Bagaimana kita bersikap?
Melihat logo halal MUI dalam kemasan makanan adalah cara termudah bagi orang awam dalam memilih makanan kemasan. Akan tetapi seberapa besar keabsahan sertifikat tersebut?
Untuk itu kita kembalikan perkara ini kepada
kaidah umum fikih yaitu tentang persaksian (syahadah), yaitu kesaksian
dua orang laki-laki yang adil dalam syariat adalah sah menurut hukum.
Dan tentunya mereka yang menjadi tim halal MUI ini lebih dari sekadar
dua orang dan terlebih lagi mereka adalah pakar dalam bidang pangan.
Apalagi, MUI adalah lembaga resmi yang diakui oleh pemerintah dan
masyarakat untuk sertifikat tersebut. Atas dasar ini, a logo tersebut
dapat kita jadikan sarana dalam membantu memilih makanan halal pada
produk kemasan.
Namun, bagaimana jika ada isu haram dalam beberapa produk yang berlabel halal ini (contohnya, adanya kode E471/E472 yang diisukan mengandung lemak babi dalam beberapa produk makanan yang berlogo halal -red)? Tentu kita sebagai seorang muslim akan mengembalikan hal tersebut dengan cara bersikap bijak sebagaimana tuntunan Allah Ta’ala dalam Al Quran,
يَا أَيُّهَا الَّذِينَ آمَنُوا إِنْ جَاءَكُمْ فَاسِقٌ بِنَبَإٍ فَتَبَيَّنُوا أَنْ تُصِيبُوا قَوْمًا بِجَهَالَةٍ فَتُصْبِحُوا عَلَى مَا فَعَلْتُمْ نَادِمِينَ“Hai orang-orang yang beriman, jika datang kepadamu orang fasik membawa suatu berita, maka periksalah dengan teliti agar kamu tidak menimpakan suatu musibah kepada suatu kaum tanpa mengetahui keadaannya yang menyebabkan kamu menyesal atas perbuatanmu itu.” (al-Hujurat: 6)

**DATA YANG DISEDIAKAN:**
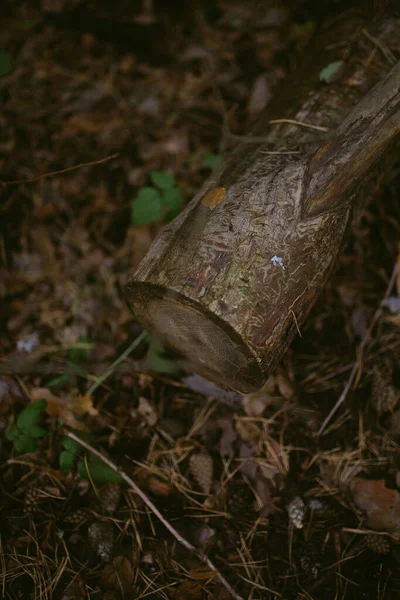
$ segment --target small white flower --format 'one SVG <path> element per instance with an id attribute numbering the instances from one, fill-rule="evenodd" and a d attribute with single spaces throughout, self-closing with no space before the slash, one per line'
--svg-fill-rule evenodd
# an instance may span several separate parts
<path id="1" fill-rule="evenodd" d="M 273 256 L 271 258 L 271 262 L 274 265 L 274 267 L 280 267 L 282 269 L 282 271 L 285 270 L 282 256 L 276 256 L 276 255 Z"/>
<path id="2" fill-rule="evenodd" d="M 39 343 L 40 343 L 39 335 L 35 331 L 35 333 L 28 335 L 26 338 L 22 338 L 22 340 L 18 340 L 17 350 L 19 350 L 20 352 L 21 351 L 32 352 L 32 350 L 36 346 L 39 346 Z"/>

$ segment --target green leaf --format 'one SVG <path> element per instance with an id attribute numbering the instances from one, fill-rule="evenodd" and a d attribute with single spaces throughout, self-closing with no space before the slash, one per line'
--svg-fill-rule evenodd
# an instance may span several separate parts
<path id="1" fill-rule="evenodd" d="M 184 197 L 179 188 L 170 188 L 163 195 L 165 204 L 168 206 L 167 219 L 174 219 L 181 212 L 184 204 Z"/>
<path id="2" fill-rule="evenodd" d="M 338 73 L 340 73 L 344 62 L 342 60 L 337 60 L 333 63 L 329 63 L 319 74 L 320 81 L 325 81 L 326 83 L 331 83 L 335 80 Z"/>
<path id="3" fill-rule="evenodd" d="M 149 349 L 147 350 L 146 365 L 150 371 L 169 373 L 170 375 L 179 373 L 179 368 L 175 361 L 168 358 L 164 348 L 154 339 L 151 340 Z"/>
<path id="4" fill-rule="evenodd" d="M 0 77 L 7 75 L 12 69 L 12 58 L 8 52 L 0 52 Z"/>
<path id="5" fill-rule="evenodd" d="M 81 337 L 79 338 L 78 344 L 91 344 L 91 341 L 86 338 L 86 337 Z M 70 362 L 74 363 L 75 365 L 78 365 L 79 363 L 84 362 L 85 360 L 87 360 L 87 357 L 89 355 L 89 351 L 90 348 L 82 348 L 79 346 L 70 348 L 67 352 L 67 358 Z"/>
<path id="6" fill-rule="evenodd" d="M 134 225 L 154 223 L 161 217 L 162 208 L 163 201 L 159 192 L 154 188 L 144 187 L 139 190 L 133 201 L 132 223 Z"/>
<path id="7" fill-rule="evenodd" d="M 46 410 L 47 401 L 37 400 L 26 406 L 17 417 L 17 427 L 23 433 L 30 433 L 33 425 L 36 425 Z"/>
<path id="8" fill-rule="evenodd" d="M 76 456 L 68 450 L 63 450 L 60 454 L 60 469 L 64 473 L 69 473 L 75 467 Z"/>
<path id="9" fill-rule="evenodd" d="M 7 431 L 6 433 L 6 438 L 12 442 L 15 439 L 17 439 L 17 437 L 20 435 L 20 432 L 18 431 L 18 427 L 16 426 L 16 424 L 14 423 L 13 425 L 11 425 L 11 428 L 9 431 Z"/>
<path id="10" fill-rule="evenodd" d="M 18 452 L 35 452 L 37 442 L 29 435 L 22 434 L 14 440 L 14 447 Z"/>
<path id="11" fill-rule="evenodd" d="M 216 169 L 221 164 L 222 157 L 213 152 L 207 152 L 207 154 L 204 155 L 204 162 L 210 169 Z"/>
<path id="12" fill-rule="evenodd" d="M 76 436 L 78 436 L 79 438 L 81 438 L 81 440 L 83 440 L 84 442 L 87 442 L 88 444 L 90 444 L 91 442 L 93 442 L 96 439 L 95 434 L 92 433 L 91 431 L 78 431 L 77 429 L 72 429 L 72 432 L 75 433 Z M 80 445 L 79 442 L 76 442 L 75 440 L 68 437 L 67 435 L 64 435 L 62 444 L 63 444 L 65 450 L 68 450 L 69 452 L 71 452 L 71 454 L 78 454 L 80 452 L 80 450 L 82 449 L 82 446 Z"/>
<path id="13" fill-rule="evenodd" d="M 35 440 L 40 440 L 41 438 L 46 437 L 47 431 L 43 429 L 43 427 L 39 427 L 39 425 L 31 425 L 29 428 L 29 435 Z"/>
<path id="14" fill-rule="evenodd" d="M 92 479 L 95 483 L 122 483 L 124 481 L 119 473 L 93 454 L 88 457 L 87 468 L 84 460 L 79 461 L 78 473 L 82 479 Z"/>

**TUGAS:**
• A. Salin ulang bagian teks tentang logo halal MUI dari "Apalagi, MUI adalah" sampai "produk kemasan.", termasuk kedua bagian itu.
• B. Dalam teks tentang logo halal MUI, kode apa yang diisukan mengandung lemak babi?
• C. Ubah paragraf dalam teks tentang logo halal MUI yang diawali "Untuk itu kita kembalikan" menjadi daftar yang tetap memuat fakta utamanya.

**JAWABAN TIAP ITEM:**
• A.
Apalagi, MUI adalah lembaga resmi yang diakui oleh pemerintah dan
masyarakat untuk sertifikat tersebut. Atas dasar ini, a logo tersebut
dapat kita jadikan sarana dalam membantu memilih makanan halal pada
produk kemasan.

• B. Kode E471/E472.

• C.
- Keabsahan sertifikat halal dikembalikan kepada kaidah umum fikih tentang persaksian (syahadah). Menurut kaidah itu, kesaksian dua orang laki-laki yang adil dalam syariat sah menurut hukum.
- Tim halal MUI terdiri atas lebih dari dua orang, dan mereka adalah pakar di bidang pangan.
- MUI adalah lembaga resmi yang diakui pemerintah dan masyarakat untuk menerbitkan sertifikat tersebut.
- Karena itu, logo halal MUI dapat menjadi sarana untuk membantu memilih makanan halal pada produk kemasan.